▶ **THE PROBLEM**
Convert the part of the listing below that opens with the line containing "of the forest" and runs through the end of the listing into a Markdown table. Use the columns Row and Line, give each line its own numbered row, and leave out blank lines.

▶ **DATA SUPPLIED**
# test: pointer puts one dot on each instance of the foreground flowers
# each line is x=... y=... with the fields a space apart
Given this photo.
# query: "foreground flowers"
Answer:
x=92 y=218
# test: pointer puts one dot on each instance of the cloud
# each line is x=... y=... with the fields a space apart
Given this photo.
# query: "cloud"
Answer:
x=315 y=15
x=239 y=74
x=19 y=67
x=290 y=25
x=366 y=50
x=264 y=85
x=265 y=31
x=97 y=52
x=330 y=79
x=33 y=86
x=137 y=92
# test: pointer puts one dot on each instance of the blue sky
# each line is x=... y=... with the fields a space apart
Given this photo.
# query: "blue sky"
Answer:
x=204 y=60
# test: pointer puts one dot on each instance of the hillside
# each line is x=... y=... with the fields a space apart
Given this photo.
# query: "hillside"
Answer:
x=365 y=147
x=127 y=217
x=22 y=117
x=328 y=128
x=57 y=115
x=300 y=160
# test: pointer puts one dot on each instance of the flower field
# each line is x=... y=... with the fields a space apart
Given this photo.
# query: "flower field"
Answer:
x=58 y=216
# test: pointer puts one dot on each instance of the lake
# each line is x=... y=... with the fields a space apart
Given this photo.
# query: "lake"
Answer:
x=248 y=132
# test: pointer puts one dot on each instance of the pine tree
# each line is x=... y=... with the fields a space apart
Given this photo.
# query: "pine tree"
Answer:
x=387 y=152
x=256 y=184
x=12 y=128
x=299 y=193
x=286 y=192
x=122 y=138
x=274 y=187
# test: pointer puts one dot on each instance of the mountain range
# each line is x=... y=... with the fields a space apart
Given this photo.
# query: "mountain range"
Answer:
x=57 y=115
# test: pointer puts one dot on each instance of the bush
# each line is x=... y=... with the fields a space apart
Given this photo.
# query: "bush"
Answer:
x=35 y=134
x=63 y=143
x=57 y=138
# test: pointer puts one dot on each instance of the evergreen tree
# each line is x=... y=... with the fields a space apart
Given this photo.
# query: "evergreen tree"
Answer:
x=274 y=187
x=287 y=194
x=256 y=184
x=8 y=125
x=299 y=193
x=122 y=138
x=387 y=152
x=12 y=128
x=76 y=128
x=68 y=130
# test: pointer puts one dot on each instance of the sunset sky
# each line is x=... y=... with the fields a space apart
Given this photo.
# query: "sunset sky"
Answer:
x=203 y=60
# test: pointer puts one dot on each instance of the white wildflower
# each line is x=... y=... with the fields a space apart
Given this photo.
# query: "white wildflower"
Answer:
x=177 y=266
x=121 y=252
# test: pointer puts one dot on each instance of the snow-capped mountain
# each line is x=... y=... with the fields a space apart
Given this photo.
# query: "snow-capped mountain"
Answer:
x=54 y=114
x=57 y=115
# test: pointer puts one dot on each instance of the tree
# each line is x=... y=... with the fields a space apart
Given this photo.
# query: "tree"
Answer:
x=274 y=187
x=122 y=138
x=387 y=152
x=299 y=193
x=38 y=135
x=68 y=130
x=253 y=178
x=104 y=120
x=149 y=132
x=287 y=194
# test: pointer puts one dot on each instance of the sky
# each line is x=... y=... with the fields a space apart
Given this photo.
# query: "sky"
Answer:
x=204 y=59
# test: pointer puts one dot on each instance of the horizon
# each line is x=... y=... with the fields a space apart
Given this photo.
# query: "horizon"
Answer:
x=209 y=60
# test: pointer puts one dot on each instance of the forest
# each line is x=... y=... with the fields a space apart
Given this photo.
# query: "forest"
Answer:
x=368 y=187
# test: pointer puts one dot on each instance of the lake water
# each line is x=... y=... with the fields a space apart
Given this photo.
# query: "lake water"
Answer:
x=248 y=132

▶ **RESPONSE TO THE EXERCISE**
| Row | Line |
|---|---|
| 1 | # test: pointer puts one dot on each instance of the forest |
| 2 | # each line is x=... y=... with the fields a space apart |
| 3 | Given this photo. |
| 4 | # query: "forest" |
| 5 | Answer: |
| 6 | x=368 y=187 |
| 7 | # test: pointer puts one dot on each instance of the lake water |
| 8 | # each line is x=... y=... with the fields a space apart |
| 9 | Given this photo. |
| 10 | # query: "lake water" |
| 11 | Answer: |
| 12 | x=248 y=132 |